TASK ITEM
The response should consist of the records that follow, printed exactly.
────────────────────
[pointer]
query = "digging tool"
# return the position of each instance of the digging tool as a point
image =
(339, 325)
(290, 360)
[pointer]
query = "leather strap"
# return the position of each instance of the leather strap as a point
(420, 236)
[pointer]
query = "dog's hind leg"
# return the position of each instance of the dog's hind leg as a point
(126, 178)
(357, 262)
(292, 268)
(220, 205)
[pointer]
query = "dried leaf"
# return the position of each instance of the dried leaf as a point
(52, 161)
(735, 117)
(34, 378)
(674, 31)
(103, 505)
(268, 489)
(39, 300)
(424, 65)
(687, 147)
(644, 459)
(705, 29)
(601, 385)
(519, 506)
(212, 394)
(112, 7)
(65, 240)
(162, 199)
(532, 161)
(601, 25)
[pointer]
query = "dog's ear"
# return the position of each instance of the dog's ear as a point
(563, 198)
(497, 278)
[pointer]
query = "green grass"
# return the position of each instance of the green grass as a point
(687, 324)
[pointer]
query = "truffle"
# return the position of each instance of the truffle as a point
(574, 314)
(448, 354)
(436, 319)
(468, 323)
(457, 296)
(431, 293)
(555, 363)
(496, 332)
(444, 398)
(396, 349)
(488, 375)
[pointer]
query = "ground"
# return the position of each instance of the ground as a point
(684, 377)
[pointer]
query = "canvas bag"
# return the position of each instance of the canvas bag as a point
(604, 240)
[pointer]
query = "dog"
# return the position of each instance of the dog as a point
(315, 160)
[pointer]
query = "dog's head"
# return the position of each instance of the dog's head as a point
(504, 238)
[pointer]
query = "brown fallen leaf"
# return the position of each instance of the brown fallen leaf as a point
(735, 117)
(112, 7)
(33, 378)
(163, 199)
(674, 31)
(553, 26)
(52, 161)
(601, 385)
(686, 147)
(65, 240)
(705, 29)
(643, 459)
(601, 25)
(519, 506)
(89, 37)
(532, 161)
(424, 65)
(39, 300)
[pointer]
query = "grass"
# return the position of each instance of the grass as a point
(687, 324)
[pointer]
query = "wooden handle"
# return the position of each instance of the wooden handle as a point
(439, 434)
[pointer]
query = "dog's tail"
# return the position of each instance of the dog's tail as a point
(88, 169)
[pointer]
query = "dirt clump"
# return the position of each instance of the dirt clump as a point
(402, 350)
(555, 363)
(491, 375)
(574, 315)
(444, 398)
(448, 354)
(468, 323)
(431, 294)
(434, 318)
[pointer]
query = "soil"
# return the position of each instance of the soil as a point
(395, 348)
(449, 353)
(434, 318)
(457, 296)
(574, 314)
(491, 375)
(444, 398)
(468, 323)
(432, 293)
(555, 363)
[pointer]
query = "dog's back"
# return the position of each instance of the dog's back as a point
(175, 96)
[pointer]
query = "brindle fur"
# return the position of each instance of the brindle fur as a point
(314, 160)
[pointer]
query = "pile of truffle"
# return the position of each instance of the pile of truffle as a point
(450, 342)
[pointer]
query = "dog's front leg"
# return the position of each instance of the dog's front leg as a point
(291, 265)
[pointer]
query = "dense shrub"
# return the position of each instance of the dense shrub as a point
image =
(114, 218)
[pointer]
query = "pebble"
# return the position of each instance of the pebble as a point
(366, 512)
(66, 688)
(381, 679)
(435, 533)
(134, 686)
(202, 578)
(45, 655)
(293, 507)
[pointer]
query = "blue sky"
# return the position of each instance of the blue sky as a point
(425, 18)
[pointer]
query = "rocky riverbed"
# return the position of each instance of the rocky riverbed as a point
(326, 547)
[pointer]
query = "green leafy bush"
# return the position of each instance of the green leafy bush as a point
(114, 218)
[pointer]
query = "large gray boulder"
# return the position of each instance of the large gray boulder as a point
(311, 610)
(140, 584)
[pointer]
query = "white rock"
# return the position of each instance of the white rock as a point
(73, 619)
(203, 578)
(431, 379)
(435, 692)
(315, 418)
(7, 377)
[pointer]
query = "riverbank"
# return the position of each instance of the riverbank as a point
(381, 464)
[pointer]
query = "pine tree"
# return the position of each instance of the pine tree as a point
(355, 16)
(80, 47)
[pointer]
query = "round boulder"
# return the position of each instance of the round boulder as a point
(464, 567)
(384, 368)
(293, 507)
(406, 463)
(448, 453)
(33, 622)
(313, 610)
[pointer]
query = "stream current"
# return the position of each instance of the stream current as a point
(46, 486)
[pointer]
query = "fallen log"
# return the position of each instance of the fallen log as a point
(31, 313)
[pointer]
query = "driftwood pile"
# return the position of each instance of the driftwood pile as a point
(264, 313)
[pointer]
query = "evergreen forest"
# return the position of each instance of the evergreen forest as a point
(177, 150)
────────────────────
SOLUTION
[pointer]
query = "digging tool"
# return the position of each instance of the digging tool as a point
image =
(339, 325)
(290, 360)
[pointer]
query = "leather strap"
# return the position of each instance of the leather strap as a point
(420, 236)
[pointer]
query = "dog's hind leg"
# return the position of each instance of the dog's hind leg as a point
(126, 178)
(357, 262)
(292, 268)
(220, 205)
[pointer]
query = "dried leaf"
# return the position of each instance of the dried leaf as a point
(52, 161)
(735, 117)
(34, 378)
(674, 31)
(103, 505)
(268, 489)
(39, 300)
(424, 65)
(687, 147)
(644, 459)
(705, 29)
(601, 385)
(519, 506)
(212, 394)
(112, 7)
(65, 240)
(162, 199)
(532, 161)
(601, 25)
[pointer]
query = "dog's ear"
# return the position of each instance of the dog's ear as a point
(563, 198)
(497, 278)
[pointer]
query = "green grass"
# return the position of each instance of the green grass as a point
(687, 324)
[pointer]
query = "truffle"
# return the position of each instance of the truffle as a point
(574, 314)
(448, 354)
(436, 319)
(468, 323)
(457, 296)
(431, 293)
(555, 363)
(496, 332)
(444, 398)
(396, 349)
(488, 375)
[pointer]
query = "ground"
# return the position of each instance of the ground as a point
(684, 377)
[pointer]
query = "canvas bag"
# return the position of each instance of the canvas bag as a point
(604, 240)
[pointer]
query = "dog"
# return the position of each instance of the dog as a point
(315, 160)
[pointer]
query = "dog's head"
# return the position of each instance of the dog's head as a point
(504, 238)
[pointer]
query = "brown fallen leaf"
# return the position of each instance of the brown fallen leaf as a point
(735, 117)
(112, 7)
(33, 378)
(163, 199)
(674, 31)
(553, 26)
(52, 161)
(601, 385)
(686, 147)
(65, 240)
(705, 29)
(643, 459)
(601, 25)
(519, 506)
(89, 37)
(532, 161)
(424, 65)
(39, 300)
[pointer]
query = "grass"
# return the position of each instance of the grass as a point
(687, 324)
[pointer]
query = "wooden handle"
# return the position of each instance of the wooden handle as a point
(439, 434)
[pointer]
query = "dog's tail"
# return the position of each instance of the dog's tail as a point
(88, 169)
[pointer]
query = "dirt clump"
# return the position of each instance of the dirt clump as a point
(402, 350)
(555, 363)
(491, 375)
(574, 315)
(444, 398)
(448, 354)
(468, 323)
(431, 294)
(434, 318)
[pointer]
query = "soil"
# return the position of each instance of the soil as a point
(395, 348)
(449, 353)
(434, 318)
(457, 296)
(574, 314)
(491, 375)
(444, 398)
(468, 323)
(432, 293)
(555, 363)
[pointer]
query = "dog's back"
# return the position of each instance of the dog's back as a point
(175, 96)
[pointer]
query = "brindle fur"
# return the position of each instance of the brindle fur as a point
(314, 160)
[pointer]
query = "pile of truffle"
# return the position of each instance of the pile of truffle as a point
(450, 342)
[pointer]
query = "dog's front leg"
# return the position of each instance of the dog's front leg as a point
(291, 265)
[pointer]
query = "dense shrub"
# return the position of each instance of the dense shrub as a point
image =
(114, 218)
[pointer]
query = "pebble"
# return the position of each instance of the pebble as a point
(366, 512)
(66, 688)
(381, 679)
(435, 533)
(134, 686)
(202, 578)
(45, 655)
(293, 507)
[pointer]
query = "blue sky"
# return the position of each instance of the blue sky as a point
(425, 18)
[pointer]
query = "rocky riverbed"
# return the position of each instance of the rocky riverbed as a point
(326, 547)
[pointer]
query = "green leafy bush"
# return the position of each instance of the green leafy bush as a point
(114, 218)
[pointer]
query = "large gray boulder"
# return the position of each instance of the large gray boulder as a point
(311, 610)
(140, 584)
[pointer]
query = "white rock"
# return the position of each instance of the white rock as a point
(73, 619)
(203, 578)
(431, 379)
(435, 692)
(315, 418)
(7, 377)
[pointer]
query = "riverbank"
# return the position of each instance of the riverbank as a point
(381, 464)
[pointer]
query = "pine tree"
# return the position of each instance of the pine tree as a point
(355, 16)
(80, 47)
[pointer]
query = "round boulder"
# return the position of each instance of the round boulder as a point
(464, 567)
(384, 368)
(293, 507)
(406, 463)
(448, 453)
(33, 622)
(313, 610)
[pointer]
query = "stream current"
# return the position of each instance of the stream current as a point
(46, 486)
[pointer]
query = "fallen log"
# return the position of each instance of the fallen log as a point
(31, 313)
[pointer]
query = "driftwood pile"
# return the position of each instance of the driftwood pile as a point
(264, 313)
[pointer]
query = "evergreen forest"
# return the position of each instance of the evergreen forest as a point
(177, 150)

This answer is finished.